• **Objective**:
Swap "Marks" for "Points" in the records, starting with the line containing "Please indicate the nutcracker figure" and going on through the end of the records. Give back only those lines, with nothing else changed.
## START Task material
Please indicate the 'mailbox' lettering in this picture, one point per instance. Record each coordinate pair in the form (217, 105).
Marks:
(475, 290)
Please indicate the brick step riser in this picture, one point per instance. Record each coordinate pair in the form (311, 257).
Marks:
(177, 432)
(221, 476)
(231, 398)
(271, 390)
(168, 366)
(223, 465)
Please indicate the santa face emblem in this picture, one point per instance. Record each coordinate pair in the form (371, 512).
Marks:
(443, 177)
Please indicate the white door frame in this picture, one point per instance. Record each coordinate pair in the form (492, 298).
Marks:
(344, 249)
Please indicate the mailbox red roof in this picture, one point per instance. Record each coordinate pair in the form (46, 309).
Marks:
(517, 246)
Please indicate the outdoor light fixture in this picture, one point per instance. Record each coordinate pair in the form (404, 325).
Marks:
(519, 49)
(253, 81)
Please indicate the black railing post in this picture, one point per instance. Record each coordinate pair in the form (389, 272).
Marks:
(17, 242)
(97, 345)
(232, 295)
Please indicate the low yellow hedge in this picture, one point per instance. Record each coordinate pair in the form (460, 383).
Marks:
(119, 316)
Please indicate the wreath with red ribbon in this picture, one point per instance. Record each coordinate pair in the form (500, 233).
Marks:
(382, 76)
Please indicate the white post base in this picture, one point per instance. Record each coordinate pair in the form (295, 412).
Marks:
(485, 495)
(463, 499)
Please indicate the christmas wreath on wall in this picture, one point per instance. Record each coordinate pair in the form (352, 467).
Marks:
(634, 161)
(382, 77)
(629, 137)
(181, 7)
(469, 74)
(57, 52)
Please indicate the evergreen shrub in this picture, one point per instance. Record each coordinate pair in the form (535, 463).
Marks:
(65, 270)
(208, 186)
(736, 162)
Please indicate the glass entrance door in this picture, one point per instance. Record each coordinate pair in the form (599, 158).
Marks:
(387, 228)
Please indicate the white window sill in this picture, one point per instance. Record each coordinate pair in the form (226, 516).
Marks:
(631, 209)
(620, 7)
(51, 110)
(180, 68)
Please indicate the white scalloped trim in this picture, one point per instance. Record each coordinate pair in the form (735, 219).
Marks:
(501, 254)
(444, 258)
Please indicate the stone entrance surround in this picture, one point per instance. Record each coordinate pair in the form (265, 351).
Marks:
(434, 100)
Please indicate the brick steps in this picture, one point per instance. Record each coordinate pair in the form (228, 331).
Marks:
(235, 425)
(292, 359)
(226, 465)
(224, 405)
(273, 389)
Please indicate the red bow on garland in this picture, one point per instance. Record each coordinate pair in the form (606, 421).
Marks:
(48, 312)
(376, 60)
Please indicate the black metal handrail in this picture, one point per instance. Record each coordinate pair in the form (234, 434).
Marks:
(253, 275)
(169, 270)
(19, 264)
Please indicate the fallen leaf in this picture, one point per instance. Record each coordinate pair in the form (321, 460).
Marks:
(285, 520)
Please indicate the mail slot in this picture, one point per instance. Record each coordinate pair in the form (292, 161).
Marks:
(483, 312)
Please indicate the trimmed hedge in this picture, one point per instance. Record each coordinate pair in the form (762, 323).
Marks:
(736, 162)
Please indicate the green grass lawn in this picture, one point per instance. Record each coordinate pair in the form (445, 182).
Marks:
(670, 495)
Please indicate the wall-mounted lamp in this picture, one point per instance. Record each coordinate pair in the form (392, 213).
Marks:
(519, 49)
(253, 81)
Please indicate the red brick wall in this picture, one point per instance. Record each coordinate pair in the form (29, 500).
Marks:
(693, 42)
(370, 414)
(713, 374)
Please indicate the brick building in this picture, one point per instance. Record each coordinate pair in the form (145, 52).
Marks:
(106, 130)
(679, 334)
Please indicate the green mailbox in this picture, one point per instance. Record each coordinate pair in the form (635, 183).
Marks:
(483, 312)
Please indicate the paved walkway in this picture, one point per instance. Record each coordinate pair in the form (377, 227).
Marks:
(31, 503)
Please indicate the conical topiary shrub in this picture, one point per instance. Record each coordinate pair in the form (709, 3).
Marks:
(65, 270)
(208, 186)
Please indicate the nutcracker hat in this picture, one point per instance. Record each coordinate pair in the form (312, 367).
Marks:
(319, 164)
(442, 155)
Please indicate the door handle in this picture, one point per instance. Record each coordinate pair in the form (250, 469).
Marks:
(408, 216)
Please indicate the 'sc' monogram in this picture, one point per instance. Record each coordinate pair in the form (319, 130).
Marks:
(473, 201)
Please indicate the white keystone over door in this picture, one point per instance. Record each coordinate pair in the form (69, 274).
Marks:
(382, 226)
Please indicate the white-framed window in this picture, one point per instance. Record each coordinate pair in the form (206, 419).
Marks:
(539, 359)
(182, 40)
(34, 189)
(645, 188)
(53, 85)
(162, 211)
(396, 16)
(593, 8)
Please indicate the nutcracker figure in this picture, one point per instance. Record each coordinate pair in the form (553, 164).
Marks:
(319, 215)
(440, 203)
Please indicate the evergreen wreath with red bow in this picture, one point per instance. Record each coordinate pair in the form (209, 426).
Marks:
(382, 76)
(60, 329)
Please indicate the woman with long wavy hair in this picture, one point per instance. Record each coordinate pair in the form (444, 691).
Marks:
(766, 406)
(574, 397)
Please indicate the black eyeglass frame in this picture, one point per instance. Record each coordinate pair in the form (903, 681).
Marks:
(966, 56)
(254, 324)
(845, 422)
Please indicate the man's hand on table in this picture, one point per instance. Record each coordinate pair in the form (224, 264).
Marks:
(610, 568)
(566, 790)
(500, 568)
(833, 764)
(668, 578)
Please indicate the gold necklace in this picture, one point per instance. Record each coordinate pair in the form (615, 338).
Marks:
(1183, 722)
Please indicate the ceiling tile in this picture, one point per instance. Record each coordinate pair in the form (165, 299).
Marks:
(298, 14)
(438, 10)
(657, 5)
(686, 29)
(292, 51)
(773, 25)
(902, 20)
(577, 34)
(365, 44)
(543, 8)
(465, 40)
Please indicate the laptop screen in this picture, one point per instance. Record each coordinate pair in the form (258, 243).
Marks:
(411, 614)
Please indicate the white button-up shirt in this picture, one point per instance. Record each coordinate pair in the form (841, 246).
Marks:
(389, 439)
## END Task material
• **Response**:
Please indicate the nutcracker figure in this picture, one point per instance. Record each coordinate pair in the form (553, 164).
Points:
(319, 215)
(440, 203)
Please indicate the evergreen wreath with red bow in this picture, one point per instance. Record each coordinate pair in the form (209, 426).
Points:
(382, 76)
(60, 329)
Please indicate the woman with long wavy hair in this picture, one point per instance. Record each coordinate pair in the form (444, 691).
Points:
(766, 406)
(574, 397)
Please indicate the black eyeglass frame in this picture, one point per instance. Record each coordinate pair in the form (903, 681).
Points:
(966, 56)
(254, 324)
(845, 422)
Please indicate the man's hand on table in this picture, one point per instance. Record each coordinate pair in the form (224, 264).
Points:
(610, 568)
(566, 790)
(500, 568)
(833, 764)
(668, 578)
Please indicate the gold necklace in this picture, one point per instance. Record each coordinate pair in the form (615, 338).
Points:
(1183, 722)
Please indicate the ceiling tile in this picture, one point per instance. Record each coordinate pair in the form (165, 299).
Points:
(298, 14)
(438, 10)
(657, 5)
(686, 29)
(292, 51)
(773, 25)
(902, 20)
(577, 34)
(365, 44)
(543, 8)
(465, 40)
Please indicate the laptop screen in this picture, one point per instance. Record each coordinate pair in the form (258, 243).
Points:
(411, 614)
Please indicate the white button-up shirt in this picture, one point per instance. Record each coordinate pair in the form (841, 246).
Points:
(389, 439)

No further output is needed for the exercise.